>> START Document text
# Campsites in Almeria for Winter



## JSR (Mar 3, 2006)

Planning on going down to Almeria in mid-December for about 3 months. Does anyone have any recommendations on good sites? How about La Garoffa?

Thanks.


----------



## Scotjimland (May 23, 2005)

Hi

Camping Roquetas 
see my entry in the data base ..

http://motorhomefacts.com/modules.php?name=Campsites&op=display_results&csid=1833

http://www.campingroquetas.com/

We spent three and a half months last year from Oct to mid Jan 07 .. Great site, close to beach and all amenities, popular with German and Dutch. 
I strongly advise booking, ... by mid Dec. the site is filling up ..


----------



## 89767 (May 1, 2005)

JSR said:


> Planning on going down to Almeria in mid-December for about 3 months. Does anyone have any recommendations on good sites? How about La Garoffa?
> 
> Thanks.


Hi JSR

Checked out La Garoffa myself when staying at the site Scotjimland mentions & I found it very tight. A lovely spot though.
Another I went to was Carbo de Gata, this had more room although the area left a little to desired - a bit barren but not far from the coast.


----------



## Scotjimland (May 23, 2005)

Keith said:


> Checked out La Garoffa myself when staying at the site Scotjimland mentions & I found it very tight. A lovely spot though.


Hi Keith

We looked at it too, as you say lovely spot but very tight. My other thought was it was great if you want to sit by the beach all day every day .. nothing else there which means either cycling along the busy coast road or taking the van out to go shopping or sight seeing.. .
>> END Document text
>> START Extracted entries
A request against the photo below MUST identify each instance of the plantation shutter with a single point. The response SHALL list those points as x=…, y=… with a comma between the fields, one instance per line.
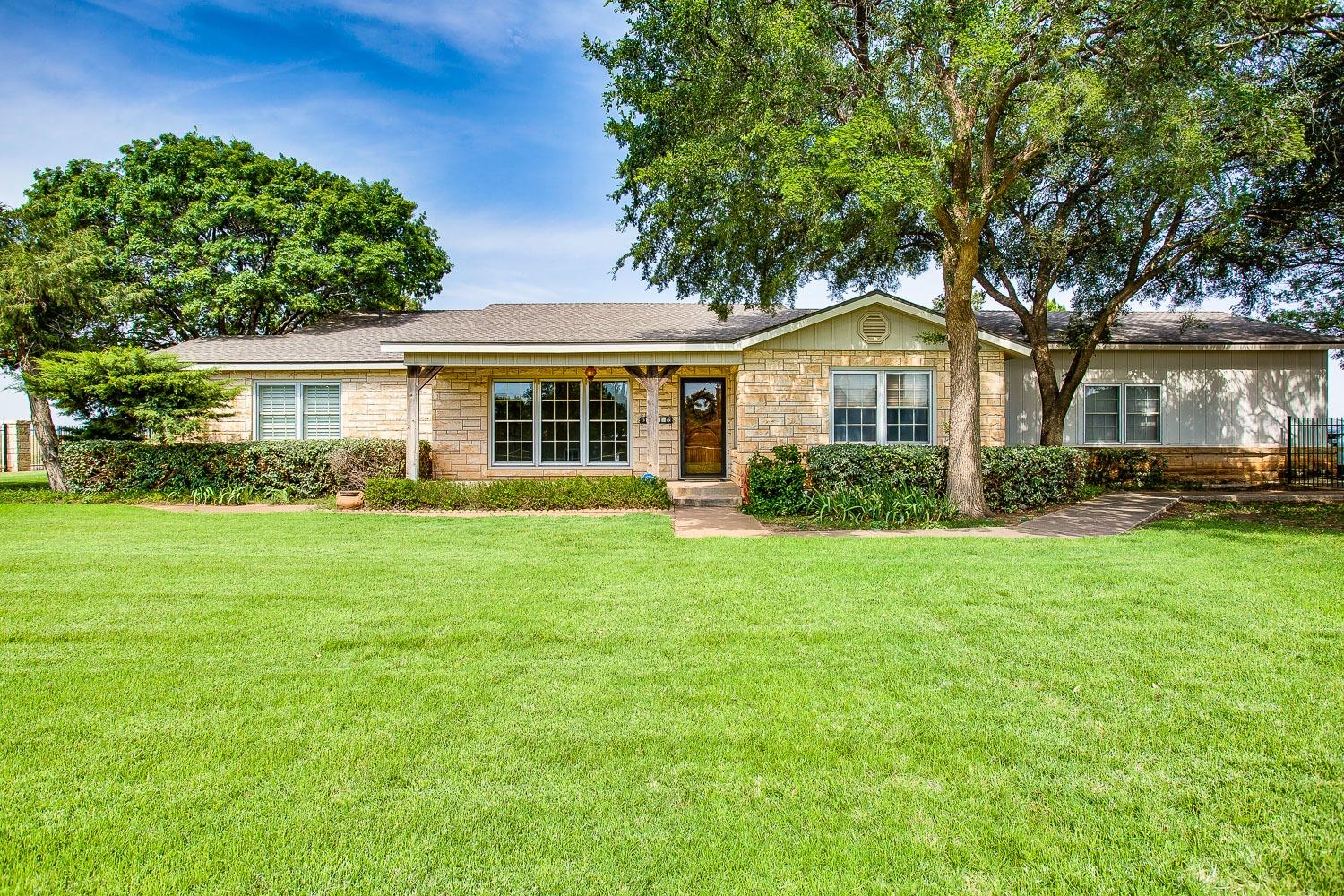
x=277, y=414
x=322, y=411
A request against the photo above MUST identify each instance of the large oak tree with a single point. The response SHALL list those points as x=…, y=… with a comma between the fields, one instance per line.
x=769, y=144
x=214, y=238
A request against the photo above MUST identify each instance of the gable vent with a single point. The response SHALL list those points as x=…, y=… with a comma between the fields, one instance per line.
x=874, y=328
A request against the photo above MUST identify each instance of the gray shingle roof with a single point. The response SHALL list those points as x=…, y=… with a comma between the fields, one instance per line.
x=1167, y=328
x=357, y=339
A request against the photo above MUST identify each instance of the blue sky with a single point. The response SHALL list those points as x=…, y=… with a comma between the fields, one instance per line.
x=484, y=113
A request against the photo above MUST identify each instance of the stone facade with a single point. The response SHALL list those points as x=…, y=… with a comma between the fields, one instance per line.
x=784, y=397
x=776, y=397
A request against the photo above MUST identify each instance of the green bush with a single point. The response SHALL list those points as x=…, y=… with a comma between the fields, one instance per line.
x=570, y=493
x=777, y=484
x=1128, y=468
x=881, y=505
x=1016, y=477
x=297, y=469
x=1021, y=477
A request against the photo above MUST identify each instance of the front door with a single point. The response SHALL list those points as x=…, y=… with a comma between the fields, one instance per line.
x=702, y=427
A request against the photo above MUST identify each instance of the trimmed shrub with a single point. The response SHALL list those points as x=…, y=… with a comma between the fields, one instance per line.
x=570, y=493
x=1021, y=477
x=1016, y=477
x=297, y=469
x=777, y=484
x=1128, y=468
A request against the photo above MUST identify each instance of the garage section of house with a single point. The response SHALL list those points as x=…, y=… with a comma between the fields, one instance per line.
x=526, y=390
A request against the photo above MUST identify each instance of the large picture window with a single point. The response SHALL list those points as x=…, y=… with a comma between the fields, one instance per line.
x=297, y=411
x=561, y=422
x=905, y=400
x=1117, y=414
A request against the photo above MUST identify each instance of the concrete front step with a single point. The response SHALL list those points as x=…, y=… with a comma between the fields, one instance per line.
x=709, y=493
>> END Extracted entries
>> START Extracted entries
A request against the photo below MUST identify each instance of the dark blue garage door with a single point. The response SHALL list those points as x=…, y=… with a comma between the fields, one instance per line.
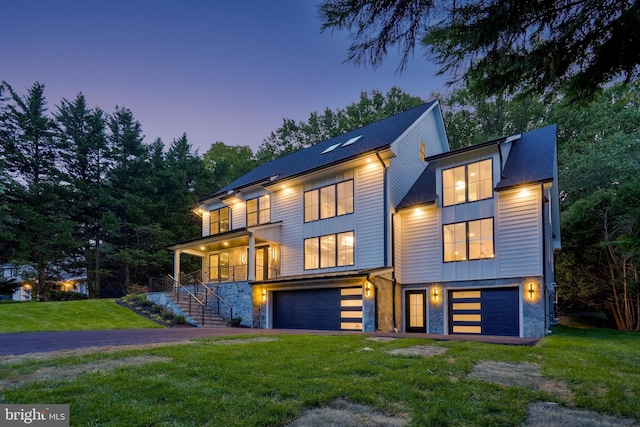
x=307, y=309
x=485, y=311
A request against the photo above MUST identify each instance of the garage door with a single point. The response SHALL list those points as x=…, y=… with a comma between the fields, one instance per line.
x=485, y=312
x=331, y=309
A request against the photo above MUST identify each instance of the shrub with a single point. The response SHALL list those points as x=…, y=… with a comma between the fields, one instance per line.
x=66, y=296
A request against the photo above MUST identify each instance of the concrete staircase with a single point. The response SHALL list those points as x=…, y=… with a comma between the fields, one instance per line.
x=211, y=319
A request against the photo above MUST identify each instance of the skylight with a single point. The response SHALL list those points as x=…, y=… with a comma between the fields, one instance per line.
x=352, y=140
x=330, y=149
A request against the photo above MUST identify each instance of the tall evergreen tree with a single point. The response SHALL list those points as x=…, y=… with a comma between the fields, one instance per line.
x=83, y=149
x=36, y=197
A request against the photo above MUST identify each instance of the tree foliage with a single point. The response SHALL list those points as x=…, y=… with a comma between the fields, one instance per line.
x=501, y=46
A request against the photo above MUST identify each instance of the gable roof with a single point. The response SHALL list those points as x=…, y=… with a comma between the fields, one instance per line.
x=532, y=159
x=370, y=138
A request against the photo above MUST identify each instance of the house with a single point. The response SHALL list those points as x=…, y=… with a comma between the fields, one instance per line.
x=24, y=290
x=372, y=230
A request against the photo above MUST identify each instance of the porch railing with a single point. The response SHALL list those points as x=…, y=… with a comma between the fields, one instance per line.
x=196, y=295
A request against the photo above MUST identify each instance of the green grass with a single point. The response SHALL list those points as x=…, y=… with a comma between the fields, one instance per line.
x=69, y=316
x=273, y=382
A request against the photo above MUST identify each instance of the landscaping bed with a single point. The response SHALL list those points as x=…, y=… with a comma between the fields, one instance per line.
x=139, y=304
>> END Extracted entries
List of tasks:
[A] Answer these questions using the Almeria campsite thread.
(i) For about how long does JSR plan to stay in Almeria?
(ii) According to Scotjimland, by when is Camping Roquetas filling up?
(iii) How is the area around Carbo de Gata described?
[B] Reproduce, without any changes, the part of the Almeria campsite thread that opens with the words containing "http://www.campingroquetas.com/" and closes with "(May 1, 2005)".

Final results:
[A]
(i) About 3 months.
(ii) By mid-December.
(iii) As a bit barren but not far from the coast.

[B]
http://www.campingroquetas.com/

We spent three and a half months last year from Oct to mid Jan 07 .. Great site, close to beach and all amenities, popular with German and Dutch. 
I strongly advise booking, ... by mid Dec. the site is filling up ..


----------



## 89767 (May 1, 2005)